PROBLEM
Copy the records below line for line, with no changes.

═══ DATA LINES

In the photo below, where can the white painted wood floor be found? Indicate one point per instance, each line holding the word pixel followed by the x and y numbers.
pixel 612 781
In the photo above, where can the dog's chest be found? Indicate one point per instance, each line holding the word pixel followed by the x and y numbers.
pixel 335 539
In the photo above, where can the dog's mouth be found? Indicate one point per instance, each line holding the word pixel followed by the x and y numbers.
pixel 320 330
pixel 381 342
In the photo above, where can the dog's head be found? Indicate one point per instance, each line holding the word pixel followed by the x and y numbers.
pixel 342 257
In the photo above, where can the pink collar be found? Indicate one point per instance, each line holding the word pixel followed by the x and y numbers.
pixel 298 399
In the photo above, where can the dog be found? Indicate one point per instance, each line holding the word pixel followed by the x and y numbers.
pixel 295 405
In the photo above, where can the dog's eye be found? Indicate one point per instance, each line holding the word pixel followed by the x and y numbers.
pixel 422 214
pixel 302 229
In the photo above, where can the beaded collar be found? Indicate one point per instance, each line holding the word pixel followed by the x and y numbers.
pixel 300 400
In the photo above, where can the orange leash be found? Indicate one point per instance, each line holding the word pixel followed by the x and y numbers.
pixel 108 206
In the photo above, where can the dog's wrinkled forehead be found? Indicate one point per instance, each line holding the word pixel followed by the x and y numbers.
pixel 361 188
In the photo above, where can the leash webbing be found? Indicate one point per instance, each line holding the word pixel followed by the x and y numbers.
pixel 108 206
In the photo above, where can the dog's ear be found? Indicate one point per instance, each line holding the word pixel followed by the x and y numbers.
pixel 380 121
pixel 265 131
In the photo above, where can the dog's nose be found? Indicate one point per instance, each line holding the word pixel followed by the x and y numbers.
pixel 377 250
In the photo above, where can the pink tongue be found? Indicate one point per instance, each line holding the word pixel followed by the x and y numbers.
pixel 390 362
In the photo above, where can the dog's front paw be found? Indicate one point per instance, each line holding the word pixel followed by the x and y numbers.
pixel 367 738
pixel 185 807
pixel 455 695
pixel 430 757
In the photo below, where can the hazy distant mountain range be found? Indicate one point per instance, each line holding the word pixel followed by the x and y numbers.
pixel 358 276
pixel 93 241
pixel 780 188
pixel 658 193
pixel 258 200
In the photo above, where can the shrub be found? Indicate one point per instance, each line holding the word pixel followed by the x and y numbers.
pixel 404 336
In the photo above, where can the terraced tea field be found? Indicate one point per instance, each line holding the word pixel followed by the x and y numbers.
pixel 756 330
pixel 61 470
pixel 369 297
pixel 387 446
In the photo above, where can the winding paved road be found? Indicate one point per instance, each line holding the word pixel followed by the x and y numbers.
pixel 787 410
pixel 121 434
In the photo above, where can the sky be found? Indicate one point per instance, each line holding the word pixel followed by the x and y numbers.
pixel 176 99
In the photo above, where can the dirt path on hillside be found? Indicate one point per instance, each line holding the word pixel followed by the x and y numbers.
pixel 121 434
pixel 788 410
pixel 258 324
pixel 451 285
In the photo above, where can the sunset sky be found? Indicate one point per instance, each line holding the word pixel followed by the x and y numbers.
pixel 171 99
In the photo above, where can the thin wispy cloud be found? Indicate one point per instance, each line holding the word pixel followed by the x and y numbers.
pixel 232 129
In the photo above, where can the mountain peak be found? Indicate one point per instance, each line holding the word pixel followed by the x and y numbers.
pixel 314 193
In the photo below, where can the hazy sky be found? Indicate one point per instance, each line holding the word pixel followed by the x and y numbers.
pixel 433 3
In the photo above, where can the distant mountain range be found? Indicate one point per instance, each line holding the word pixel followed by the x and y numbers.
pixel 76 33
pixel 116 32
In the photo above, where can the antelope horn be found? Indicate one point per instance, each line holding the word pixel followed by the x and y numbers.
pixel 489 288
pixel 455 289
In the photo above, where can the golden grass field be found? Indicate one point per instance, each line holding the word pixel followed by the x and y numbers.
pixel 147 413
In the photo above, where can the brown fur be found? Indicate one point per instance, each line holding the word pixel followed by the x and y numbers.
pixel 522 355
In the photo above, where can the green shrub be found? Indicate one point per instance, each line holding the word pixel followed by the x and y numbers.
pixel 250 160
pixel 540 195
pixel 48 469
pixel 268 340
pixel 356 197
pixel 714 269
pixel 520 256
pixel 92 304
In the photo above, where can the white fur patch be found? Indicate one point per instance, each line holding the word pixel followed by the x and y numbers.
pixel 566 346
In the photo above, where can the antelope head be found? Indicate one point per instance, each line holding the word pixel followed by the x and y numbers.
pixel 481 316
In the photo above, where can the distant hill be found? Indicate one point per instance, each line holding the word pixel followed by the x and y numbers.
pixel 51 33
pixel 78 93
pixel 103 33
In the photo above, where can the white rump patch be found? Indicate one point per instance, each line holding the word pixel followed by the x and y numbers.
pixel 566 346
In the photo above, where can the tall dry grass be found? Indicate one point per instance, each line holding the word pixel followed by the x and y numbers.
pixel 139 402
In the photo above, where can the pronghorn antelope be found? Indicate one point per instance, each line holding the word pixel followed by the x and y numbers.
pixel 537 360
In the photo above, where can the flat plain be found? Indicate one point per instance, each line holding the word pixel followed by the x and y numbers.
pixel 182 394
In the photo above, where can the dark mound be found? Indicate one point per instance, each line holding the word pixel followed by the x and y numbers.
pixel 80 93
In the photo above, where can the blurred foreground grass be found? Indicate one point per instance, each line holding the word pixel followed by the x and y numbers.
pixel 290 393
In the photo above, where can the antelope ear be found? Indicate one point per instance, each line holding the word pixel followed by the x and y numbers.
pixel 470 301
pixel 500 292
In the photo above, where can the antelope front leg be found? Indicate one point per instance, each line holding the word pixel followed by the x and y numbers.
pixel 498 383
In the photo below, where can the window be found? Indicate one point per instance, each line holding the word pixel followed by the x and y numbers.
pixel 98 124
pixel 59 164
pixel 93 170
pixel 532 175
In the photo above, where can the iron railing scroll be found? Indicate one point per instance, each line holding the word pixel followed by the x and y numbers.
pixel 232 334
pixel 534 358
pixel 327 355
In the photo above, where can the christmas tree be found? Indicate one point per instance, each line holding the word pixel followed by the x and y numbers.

══════

RESPONSE TO THE EXERCISE
In the photo below, where can the white painted wood floor be found? Indicate one point per instance, each line holding the word pixel followed by the x and y numbers.
pixel 612 781
In the photo above, where can the dog's chest be found? Indicate one point per instance, each line holding the word pixel followed by the x and y numbers.
pixel 335 539
In the photo above, where can the dog's mouth be found? Indicate one point per instance, each line holding the word pixel followed by the x and y numbers.
pixel 320 330
pixel 381 342
In the photo above, where can the dog's head be found? Indicate one point per instance, each line holding the word pixel followed by the x and y numbers.
pixel 342 257
In the photo above, where can the pink collar be found? Indicate one point per instance, each line holding the word pixel followed by the x and y numbers.
pixel 298 399
In the photo above, where can the dog be found? Indicate one point per instance, each line holding the word pixel followed by the x and y numbers.
pixel 295 405
In the photo above, where can the dog's eye be found? Indicate one point per instance, each line holding the word pixel followed by the x and y numbers.
pixel 422 214
pixel 302 229
In the photo above, where can the beaded collar be found? Indicate one point per instance, each line holding the word pixel followed by the x and y numbers.
pixel 300 400
In the photo above, where can the orange leash be found? Indicate one point per instance, each line holding the word pixel followed by the x and y numbers.
pixel 108 206
In the photo above, where can the dog's wrinkled forehead be found? Indicate one point per instance, each line holding the word pixel followed by the x and y numbers.
pixel 361 188
In the photo above, where can the leash webbing be found? Indicate one point per instance, each line holding the word pixel followed by the x and y numbers.
pixel 108 206
In the photo above, where can the dog's ear be found? Indicate one point per instance, each line holding the word pixel followed by the x and y numbers.
pixel 380 121
pixel 265 131
In the photo above, where can the dog's nose be found? Indicate one point per instance, each line holding the word pixel followed by the x and y numbers.
pixel 377 250
In the photo above, where can the pink tongue be found? Indicate one point per instance, each line holding the word pixel followed by the x and y numbers.
pixel 390 362
In the photo above, where can the dog's front paw be found? Indicate one point per instance, each line holding the word pixel followed by the x and y numbers.
pixel 367 738
pixel 185 807
pixel 455 695
pixel 430 757
In the photo below, where can the hazy distant mountain range be found? Indicate one point per instance, each line holding the word pixel followed by the x and y numbers.
pixel 358 276
pixel 93 241
pixel 780 188
pixel 658 193
pixel 258 200
In the photo above, where can the shrub be found? Indicate one point per instance, each line holding the word pixel followed by the x and y numbers.
pixel 404 336
In the photo above, where can the terraced tea field be found? Indicate one point per instance, each line holding the word pixel followed by the x and y numbers.
pixel 756 330
pixel 61 470
pixel 369 297
pixel 387 446
In the photo above, where can the winding paved road be found? Indicate one point per instance, each line holding the word pixel followed by the x and y numbers.
pixel 787 410
pixel 121 434
In the photo above, where can the sky be found? Indicate one point per instance, each line holding the word pixel followed by the x and y numbers.
pixel 176 99
In the photo above, where can the dirt path on hillside be found? Indicate one point per instance, each line holding the word pixel followed by the x and y numbers.
pixel 121 434
pixel 788 410
pixel 258 324
pixel 451 285
In the photo above, where can the sunset sky be found? Indicate one point per instance, each line holding the word pixel followed by the x and y numbers.
pixel 171 99
In the photo above, where can the thin wispy cloud be found? Indicate one point per instance, each line holding the word pixel followed by the x and y numbers.
pixel 232 129
In the photo above, where can the mountain peak be found? Indicate one point per instance, each line holding the word pixel followed by the x and y numbers.
pixel 314 193
In the photo below, where can the hazy sky be found? Indicate one point per instance, each line holding the word pixel followed by the x and y numbers.
pixel 433 3
In the photo above, where can the distant mountain range be found? Indicate one point per instance, each line holding the word pixel followed by the x and y numbers.
pixel 76 33
pixel 116 32
In the photo above, where can the antelope horn be found? Indicate one point per instance, each line holding the word pixel followed by the x and y numbers.
pixel 489 288
pixel 455 289
In the photo above, where can the golden grass field be found? Indicate one point per instance, each line holding the word pixel followed by the x and y numbers.
pixel 147 413
In the photo above, where can the brown fur be found? Indicate one point per instance, each line holding the word pixel followed by the x and y numbers.
pixel 522 355
In the photo above, where can the green shrub be found? Indicate one point per instance, each line holding the word pixel followed by the x and y numbers.
pixel 250 160
pixel 540 195
pixel 48 469
pixel 268 340
pixel 356 197
pixel 714 269
pixel 520 256
pixel 92 304
In the photo above, where can the white fur patch be found? Indicate one point per instance, each line holding the word pixel followed by the x and y numbers.
pixel 566 346
In the photo above, where can the antelope head be found? Indicate one point per instance, each line holding the word pixel followed by the x and y numbers.
pixel 481 316
In the photo above, where can the distant hill be found? Indicate one point per instance, each line holding the word pixel followed by the x and y numbers.
pixel 51 33
pixel 78 93
pixel 103 33
In the photo above, where can the white rump patch be found? Indicate one point per instance, each line holding the word pixel followed by the x and y numbers.
pixel 566 346
In the photo above, where can the tall dry grass be found? Indicate one point per instance, each line holding the word pixel followed by the x and y numbers.
pixel 139 402
In the photo above, where can the pronghorn antelope be found? Indicate one point per instance, each line holding the word pixel followed by the x and y numbers.
pixel 537 360
In the photo above, where can the flat plain be found? Indicate one point per instance, each line holding the word pixel followed by the x and y numbers.
pixel 182 394
In the photo above, where can the dark mound be found? Indicate one point per instance, each line holding the word pixel followed by the x and y numbers.
pixel 80 93
In the photo above, where can the blurred foreground grass be found? Indicate one point per instance, each line holding the word pixel followed by the x and y numbers.
pixel 290 393
In the photo above, where can the antelope ear be found? Indicate one point per instance, each line holding the word pixel followed by the x and y numbers.
pixel 470 301
pixel 500 292
In the photo above, where can the antelope front leg be found? Indicate one point per instance, each line holding the word pixel followed by the x and y numbers.
pixel 498 383
In the photo below, where can the window be found? Indicate one point per instance, each line holding the word pixel followed by the x and y numbers.
pixel 98 124
pixel 59 164
pixel 93 170
pixel 532 175
In the photo above, where can the iron railing scroll be found? Indicate one point per instance, each line holding the word pixel followed by the x and y numbers.
pixel 232 334
pixel 534 358
pixel 327 355
In the photo above, where can the christmas tree be found? Indicate one point per instance, each line holding the word pixel followed by the x and y numbers.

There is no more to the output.